▶ **TASK BRIEF**: Continue the piece below about Seattle's shift from underachiever to trendsetter, starting right after its last sentence. The listing that follows it is not part of that piece.

▶ **SOURCE**:
* begin *

Civics ?a Starbucks
Running government like a modern marketing machine.
Only a decade ago, Seattle had the personality of an underachiever. Like the Seahawks, we performed best when underestimated. Now, thanks to Microsoft and Ken Griffey Jr., the town swaggers like an overdog. Whatever it comes up with--software, coffee bars, jetliners--the rest of the world will shortly embrace.
It's a remarkable shift in self-image. Famously bourgeois, Seattle used to pride itself on being the city of the "last move," a place where people came once they had resolved to stop roaming, settle down, and join the PTA. Now, Seattle has joined the ranks of "first-move" cities, places like New York and San Francisco where young people gather for the clubs, the cool jobs, and a start in life before moving somewhere less expensive to put down roots. Seemingly America's current model of what a city should be (close to nature, tolerant, artsy, casually dressed, livable, egalitarian), Seattle has become a young town with a young outlook, high on caffeine.

* end *

▶ **RAW DATA**:
* begin *

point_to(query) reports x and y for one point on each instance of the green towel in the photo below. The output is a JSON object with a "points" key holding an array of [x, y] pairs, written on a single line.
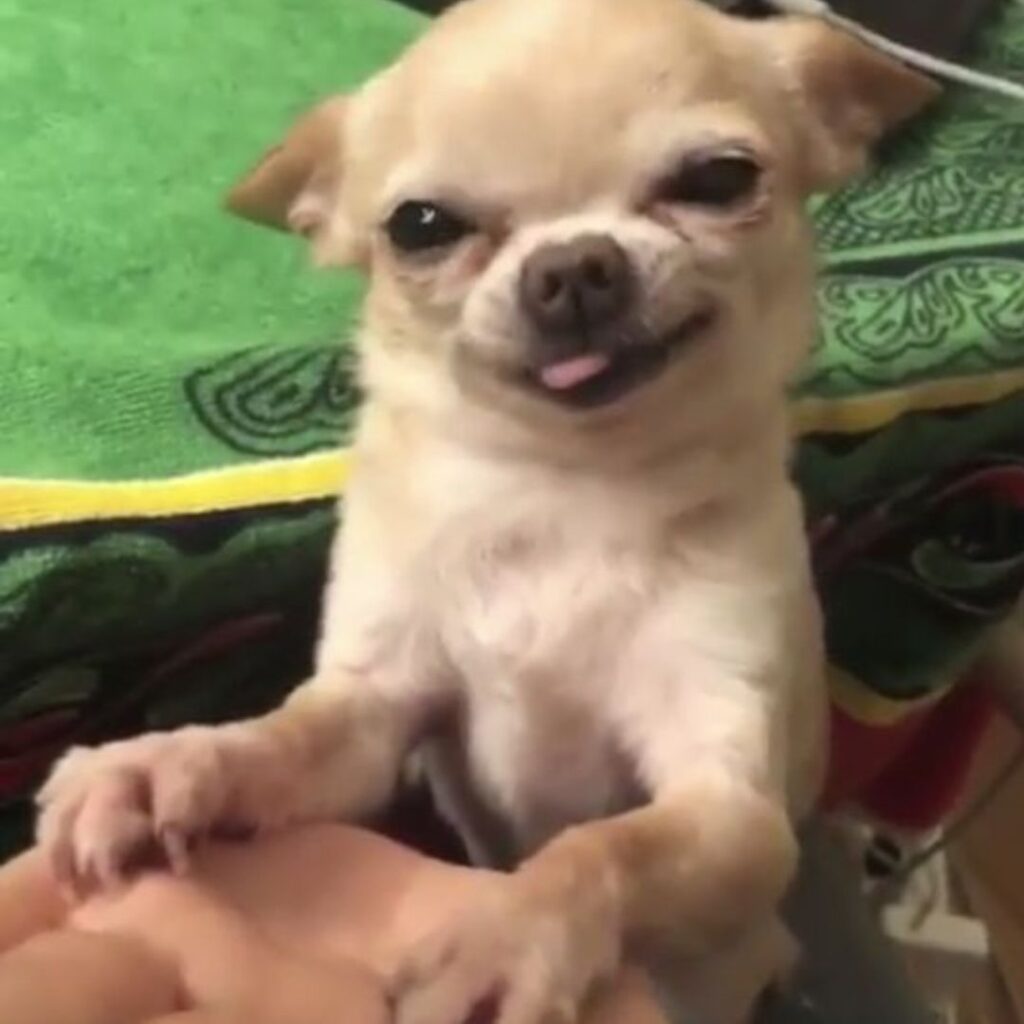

* end *

▶ **RESULT OF THE TASK**:
The local model of success used to be a career at Boeing, with a long, slow ascent to the corner office by avoiding mistakes, giving generously to United Way, and saluting authority. The new model is Microsoft's (or Cellular One's or Starbucks' or Darwin Molecular's) post-bureaucratic, high-autonomy, grad-school culture. The formula goes this way: Take a basic problem (can't get a good cup of coffee), assemble good data and brutally smart people to think it through in a tradition-dissing way (treat coffee as coffee-flavored milk and make it seem part of Italian piazza culture), test-market everything, and then hype it as instant gratification, like American pop culture, to the entire world. The story trails off when you retire at 40 with a few million bucks and no idea of what to do with your life.
There's a downside. Seattle used to enjoy a vibrant civic culture, thanks to those last-move, get-involved types. (Lawyers choosing between Seattle firms used to ask which one gave them the most time for pro bono work. Now it's which one has the best health-club privileges.) Civic Seattle created and protected leafy, in-close neighborhoods. With little history to preserve, the city nonetheless mastered deep preservation, as with the Pike Place Farmers Market. We recycled. We kept our downtown viable, though too generic. We retained a middle class, largely avoided an underclass culture, and parlayed public dollars into a smorgasbord of near-big-city arts organizations.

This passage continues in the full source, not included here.